= WHAT THIS TASK INVOLVES =
Each entry should be set down exactly as written, except for any picture it holds.

= INFORMATION SUPPLIED =
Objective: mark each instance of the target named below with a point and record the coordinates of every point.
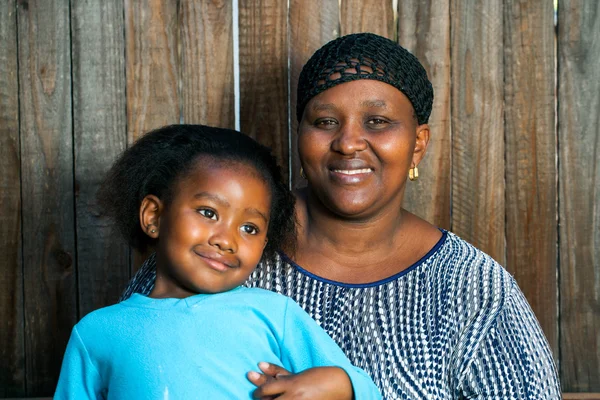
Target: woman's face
(357, 142)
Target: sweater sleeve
(513, 360)
(306, 345)
(79, 378)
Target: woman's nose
(350, 139)
(223, 239)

= RESPONSE TO THIS TASK =
Objective: mark each instance of the target named below with a point and record the coordinates of every point.
Target: woman's face
(357, 142)
Target: sweater sleeve
(513, 360)
(306, 345)
(79, 378)
Target: woman's nose
(350, 139)
(223, 239)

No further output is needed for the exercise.